START Given records

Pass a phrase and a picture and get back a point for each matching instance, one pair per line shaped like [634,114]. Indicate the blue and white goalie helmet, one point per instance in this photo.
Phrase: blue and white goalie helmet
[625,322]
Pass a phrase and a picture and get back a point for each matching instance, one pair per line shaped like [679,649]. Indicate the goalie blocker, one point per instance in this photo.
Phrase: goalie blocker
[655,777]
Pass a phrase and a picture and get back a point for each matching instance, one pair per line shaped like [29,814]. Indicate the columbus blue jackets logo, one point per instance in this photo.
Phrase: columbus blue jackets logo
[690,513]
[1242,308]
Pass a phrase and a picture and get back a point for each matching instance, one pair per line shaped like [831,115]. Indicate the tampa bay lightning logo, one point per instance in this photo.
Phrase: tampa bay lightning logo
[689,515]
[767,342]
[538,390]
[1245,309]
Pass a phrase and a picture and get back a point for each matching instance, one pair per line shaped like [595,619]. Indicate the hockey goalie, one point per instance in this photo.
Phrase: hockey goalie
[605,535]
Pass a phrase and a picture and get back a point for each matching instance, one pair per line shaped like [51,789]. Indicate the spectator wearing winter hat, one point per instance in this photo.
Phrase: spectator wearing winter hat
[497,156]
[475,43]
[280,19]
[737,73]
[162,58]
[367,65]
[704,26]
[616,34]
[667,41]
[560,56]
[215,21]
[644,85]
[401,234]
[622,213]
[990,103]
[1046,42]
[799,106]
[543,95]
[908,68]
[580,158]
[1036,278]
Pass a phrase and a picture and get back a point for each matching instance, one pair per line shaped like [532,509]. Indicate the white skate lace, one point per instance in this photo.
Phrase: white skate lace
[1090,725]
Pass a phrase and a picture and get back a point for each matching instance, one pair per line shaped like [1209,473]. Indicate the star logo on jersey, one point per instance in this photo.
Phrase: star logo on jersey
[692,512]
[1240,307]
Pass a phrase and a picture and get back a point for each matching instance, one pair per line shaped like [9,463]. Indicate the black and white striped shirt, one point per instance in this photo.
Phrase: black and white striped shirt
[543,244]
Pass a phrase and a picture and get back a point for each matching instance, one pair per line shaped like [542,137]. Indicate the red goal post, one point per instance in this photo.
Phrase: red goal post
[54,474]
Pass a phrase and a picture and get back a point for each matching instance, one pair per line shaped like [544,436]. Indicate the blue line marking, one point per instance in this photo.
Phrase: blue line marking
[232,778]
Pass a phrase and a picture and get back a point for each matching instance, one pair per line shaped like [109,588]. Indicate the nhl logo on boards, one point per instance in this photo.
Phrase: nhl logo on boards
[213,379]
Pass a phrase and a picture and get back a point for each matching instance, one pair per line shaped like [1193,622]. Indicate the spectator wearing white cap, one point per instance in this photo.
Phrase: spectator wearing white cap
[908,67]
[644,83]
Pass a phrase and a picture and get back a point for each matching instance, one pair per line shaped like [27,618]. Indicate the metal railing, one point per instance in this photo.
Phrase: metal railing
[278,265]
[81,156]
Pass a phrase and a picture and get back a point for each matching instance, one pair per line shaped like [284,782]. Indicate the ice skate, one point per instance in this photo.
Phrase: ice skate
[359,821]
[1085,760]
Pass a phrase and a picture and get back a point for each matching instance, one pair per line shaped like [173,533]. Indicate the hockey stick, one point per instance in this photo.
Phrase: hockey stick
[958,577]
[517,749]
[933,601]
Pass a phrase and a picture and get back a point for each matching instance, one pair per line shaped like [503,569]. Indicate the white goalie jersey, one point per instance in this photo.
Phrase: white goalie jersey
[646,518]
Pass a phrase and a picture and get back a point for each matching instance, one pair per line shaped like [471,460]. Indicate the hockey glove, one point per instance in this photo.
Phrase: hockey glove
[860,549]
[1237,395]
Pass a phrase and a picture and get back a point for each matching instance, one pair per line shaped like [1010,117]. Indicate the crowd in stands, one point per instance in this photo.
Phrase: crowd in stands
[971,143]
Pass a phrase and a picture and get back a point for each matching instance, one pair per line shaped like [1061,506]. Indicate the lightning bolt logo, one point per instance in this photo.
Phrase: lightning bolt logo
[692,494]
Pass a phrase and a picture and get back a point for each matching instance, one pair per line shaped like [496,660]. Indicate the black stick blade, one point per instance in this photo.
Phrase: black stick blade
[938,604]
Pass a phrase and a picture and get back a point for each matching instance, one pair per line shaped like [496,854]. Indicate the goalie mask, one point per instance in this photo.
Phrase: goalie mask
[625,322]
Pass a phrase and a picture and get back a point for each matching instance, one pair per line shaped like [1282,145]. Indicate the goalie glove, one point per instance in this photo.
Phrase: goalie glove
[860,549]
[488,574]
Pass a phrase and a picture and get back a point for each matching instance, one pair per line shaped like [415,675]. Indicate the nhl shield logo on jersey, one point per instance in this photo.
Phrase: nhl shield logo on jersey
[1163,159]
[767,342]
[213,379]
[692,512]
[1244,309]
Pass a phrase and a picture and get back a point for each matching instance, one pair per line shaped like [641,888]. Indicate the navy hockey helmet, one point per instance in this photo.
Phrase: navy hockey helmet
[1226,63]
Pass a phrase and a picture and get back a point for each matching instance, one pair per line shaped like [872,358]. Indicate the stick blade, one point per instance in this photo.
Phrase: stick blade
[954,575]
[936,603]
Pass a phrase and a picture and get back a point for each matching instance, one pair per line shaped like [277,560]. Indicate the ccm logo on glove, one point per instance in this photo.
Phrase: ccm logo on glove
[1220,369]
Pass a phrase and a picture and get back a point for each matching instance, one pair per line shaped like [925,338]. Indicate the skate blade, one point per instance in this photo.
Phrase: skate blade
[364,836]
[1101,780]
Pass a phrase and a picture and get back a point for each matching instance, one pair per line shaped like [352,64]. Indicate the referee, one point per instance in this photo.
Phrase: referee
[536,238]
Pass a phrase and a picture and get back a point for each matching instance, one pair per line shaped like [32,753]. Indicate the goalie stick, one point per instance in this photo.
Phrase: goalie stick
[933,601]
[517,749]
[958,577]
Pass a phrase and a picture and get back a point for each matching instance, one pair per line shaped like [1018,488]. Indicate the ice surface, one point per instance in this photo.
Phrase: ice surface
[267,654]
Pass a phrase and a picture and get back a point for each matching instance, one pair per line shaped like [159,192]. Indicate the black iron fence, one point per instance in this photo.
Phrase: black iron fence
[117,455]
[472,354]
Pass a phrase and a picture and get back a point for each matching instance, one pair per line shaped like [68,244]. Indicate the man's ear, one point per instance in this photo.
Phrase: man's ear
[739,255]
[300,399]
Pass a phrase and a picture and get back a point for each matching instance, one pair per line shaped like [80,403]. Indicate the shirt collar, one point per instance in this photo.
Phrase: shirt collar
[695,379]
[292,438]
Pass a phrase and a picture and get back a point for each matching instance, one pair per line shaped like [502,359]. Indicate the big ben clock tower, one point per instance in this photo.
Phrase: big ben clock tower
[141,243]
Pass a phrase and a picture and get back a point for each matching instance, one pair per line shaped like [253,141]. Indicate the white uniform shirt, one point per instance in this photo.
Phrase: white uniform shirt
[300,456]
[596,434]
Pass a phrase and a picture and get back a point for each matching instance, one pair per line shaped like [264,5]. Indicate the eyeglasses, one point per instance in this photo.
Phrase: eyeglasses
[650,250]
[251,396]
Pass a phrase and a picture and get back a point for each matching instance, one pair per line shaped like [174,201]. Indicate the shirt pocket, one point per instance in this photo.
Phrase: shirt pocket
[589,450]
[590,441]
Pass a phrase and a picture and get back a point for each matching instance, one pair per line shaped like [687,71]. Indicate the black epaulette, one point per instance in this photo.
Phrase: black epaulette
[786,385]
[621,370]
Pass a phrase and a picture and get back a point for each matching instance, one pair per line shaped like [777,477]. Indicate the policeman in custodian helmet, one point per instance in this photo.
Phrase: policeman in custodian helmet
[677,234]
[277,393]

END Given records

(Directions)
Output all of the data above again, verbatim and in the same order, from the first line to the last.

(Complete answer)
Pass a phrase and a picture and get back a point for each matching instance, one pair per line shaped like [634,114]. Indicate the blue and white goalie helmet, one point per instance in this photo.
Phrase: blue and white goalie helmet
[625,322]
Pass a phrase and a picture and get back a point for each matching instance, one pair per line shaped like [679,649]. Indicate the goalie blocker, one point per instance in this photo.
Phrase: goalie blocker
[655,777]
Pass a phrase and a picture and get back a point for each matching instance, one pair per line shaped like [29,814]. Indicate the columbus blue jackets logo, one point per instance in this photo.
Phrase: columbus blue jackets logo
[690,513]
[1242,308]
Pass a phrase and a picture and get back a point for each matching instance, one pair per line shaped like [831,115]. Indicate the tampa bay lightning logo, one point per instance in this photo.
Phrase: tampa bay lightning logo
[689,515]
[767,342]
[538,390]
[1245,309]
Pass a phrase and a picture and get back a point for each matching instance, one pair per line shaped like [595,619]. Indicate the hockey goalie, one point per instance in this photo.
Phrase: hockey goalie
[605,535]
Pass a phrase and a picture and get back a point for each matching instance, one pair per line shaped like [51,789]. Indicate the spectator wearing winter hat, one point per instance in this photo.
Phrase: spectator wearing winter hat
[497,156]
[475,43]
[280,19]
[737,73]
[162,58]
[367,65]
[704,26]
[616,34]
[667,41]
[560,56]
[215,21]
[644,85]
[401,234]
[622,213]
[990,103]
[1046,42]
[799,106]
[543,95]
[908,68]
[580,158]
[1036,278]
Pass a phrase and a picture and get back a point for each matching instance, one pair per line shaped like [532,509]. Indicate the white skate lace, one point per instance in this photo.
Phrase: white skate lace
[1090,725]
Pass a phrase and a picture and get back a point for each matching instance, one pair per line shaped like [1209,473]. Indicate the star logo on jersey, one point per instance in this photo.
Phrase: star logo on jersey
[692,512]
[1240,307]
Pass a phrase and a picture and get back a point for each matching instance, one pair per line shaped like [9,463]. Indicate the black and white striped shirt, one point per instance in this photo.
Phrase: black and white striped shirt
[543,244]
Pass a phrase and a picture and get back a point for each matching instance, one pair per line shaped like [542,137]. Indicate the red goal post, one point per instance in this photo.
Phrase: red goal post
[54,474]
Pass a phrase and a picture and get back a point for each matching instance, one pair per line shaped like [544,436]. Indicate the blue line marking, one point per instance in this photo.
Phrase: blue line marking
[232,778]
Pass a phrase and a picture and get back a point for each matching instance, one pair per line shaped like [109,588]. Indicate the nhl logo on boards, one point per instance in this photo.
Phrase: nhl logo on boards
[213,379]
Pass a phrase and a picture and get back a point for each matching instance, one pair per line shaped like [1193,622]. Indicate the spectator wearing white cap, one point per instance in this photo.
Phrase: spectator wearing white cap
[908,67]
[644,83]
Pass a phrase and a picture and get back a point for each matching instance, one pair per line shaped like [27,618]. Indicate the metal railing, one point per instance in this photo.
Phrase: metal railing
[278,265]
[81,156]
Pass a phrase and a picture and get back a point for each matching instance, one pair per line shaped like [284,782]. Indicate the ice skate, one point per instance in this photo.
Phrase: ice skate
[359,821]
[1085,760]
Pass a phrase and a picture and get back a point for each matching instance, one pair per line shaped like [173,533]. Indicate the hockey stick, one point per instance in this photo.
Phrase: hockey stick
[958,577]
[517,749]
[933,601]
Pass a phrase and a picture and get back a point for each matching instance, one pair per line shaped like [503,569]. Indicate the white goalie jersey, one point per instance in this photo.
Phrase: white goalie jersey
[646,518]
Pass a phrase and a picture and get back a point for each matching instance, one pair per line shaped like [471,460]. Indicate the hockey glove, one point per instance in this photo.
Phrase: hockey glove
[860,549]
[1237,395]
Pass a phrase and a picture and get back a point for each matching instance, one pair per line shaped like [1010,117]. Indicate the crowd in stands, one point per instance in this photo.
Phrase: crowd in stands
[971,143]
Pass a phrase and a picture and get back a point for each matching instance, one pair per line shaped like [1061,506]. Indicate the lightning bolt logo, one point per instance in this photo.
Phrase: lightning bolt logo
[692,494]
Pass a phrase and a picture and get back a point for each matching instance, one pair per line shaped like [496,660]. Indicate the black stick blade, one point per instance in this photo.
Phrase: black stick blade
[938,604]
Pass a phrase and a picture and get back a point for each matching instance, one pair per line shaped like [496,854]. Indicate the goalie mask, one point per instance in this photo.
Phrase: goalie mask
[625,322]
Pass a phrase and a picture and get back a point for each matching instance, one pair per line shaped like [1282,145]. Indicate the goalie glove, one point per instance in this photo.
Phrase: goalie glove
[860,549]
[488,574]
Pass a phrase and a picture and get back a point for each matching instance, one pair per line shaped like [415,675]. Indicate the nhl shield logo on jersey, one point per instance in this photo.
Phrase: nhl shield logo on jersey
[1163,159]
[767,342]
[213,379]
[692,512]
[1244,309]
Pass a phrase and a picture and get back a point for each matching instance, one pair per line shaped like [641,888]. Indicate the navy hockey helmet, one point per instance in this photo.
Phrase: navy hockey helmet
[1226,63]
Pass a phrase and a picture and get back a point for each matching instance, one pair per line shaped like [872,358]. Indicate the stick blade, one point per instance in this photo.
Phrase: stick blade
[954,575]
[936,603]
Pass a phrase and a picture and get back a point for each matching instance, one pair per line shaped like [277,560]. Indicate the ccm logo on glove, one point per instance in this photo.
Phrase: ccm logo on glove
[1220,369]
Pass a phrase and a picture and get back a point for each matching instance, one pair per line shaped like [925,338]. Indicate the skate blade, one point per instance in this photo.
Phrase: skate blade
[364,836]
[1101,780]
Pass a phrase and a picture and get back a point for each matching instance, one pair per line shaped like [352,64]. Indicate the referee, one point per instance in this photo.
Phrase: referee
[536,238]
Pass a phrase and a picture and get back a point for each matching instance, one pair per line shaped like [32,753]. Indicate the goalie stick, one point per instance in this photo.
Phrase: goalie stick
[933,601]
[517,749]
[958,577]
Pass a phrase and a picture and get back a point for each matching instance, one pair per line shaped like [1018,488]. Indicate the ice surface, one point per instance in this photo.
Phrase: ice surface
[267,654]
Pass a phrase and a picture and get back a point for each matching instance, one pair per line shaped like [159,192]. Indicate the black iron fence, one point per instance in this photo.
Phrase: black iron fence
[117,455]
[472,354]
Pass a phrase and a picture and get back a point for each matching instance, one pair per line shaped like [68,244]. Indicate the man's ear, one point per instance in this photo.
Phrase: man's ear
[739,255]
[300,399]
Pass a phrase and a picture and get back a point for each matching instance, one pair per line shaped like [80,403]. Indicate the shirt collar, one point per instance in this photo.
Phrase: shirt collar
[695,379]
[292,438]
Pass a phrase and a picture and get back a point for each matching instance, one pair per line shaped like [502,359]. Indicate the big ben clock tower, one point per instance in this photo.
Phrase: big ben clock tower
[141,243]
Pass a phrase and a picture and get back a point for each matching instance, one pair per line shaped like [253,141]. Indicate the white uniform shirt, one point per instance in this photo.
Phrase: white uniform shirt
[300,456]
[596,434]
Pass a phrase and a picture and get back a point for each matching instance, one pair per line shaped like [264,5]. Indicate the eyeglasses, one point per instance in this photo.
Phrase: eyeglasses
[650,250]
[251,396]
Pass a phrase and a picture and get back a point for each matching instance, one pair per line shaped like [174,201]. Indicate the shirt pocket, one point per instance in this photo.
Phrase: shirt pocket
[589,450]
[590,441]
Pass a phrase and a picture and get back a point for each matching instance, one pair per line shaped like [687,71]. Indicate the black epaulette, one point per instance in this photo.
Phrase: black epaulette
[786,385]
[621,370]
Pass a phrase and a picture and get back a point for each matching instance, one pair per line shaped like [777,477]. Indicate the policeman in custodian helmet, one point per instance in this photo.
Phrase: policeman in custodian helmet
[677,234]
[277,393]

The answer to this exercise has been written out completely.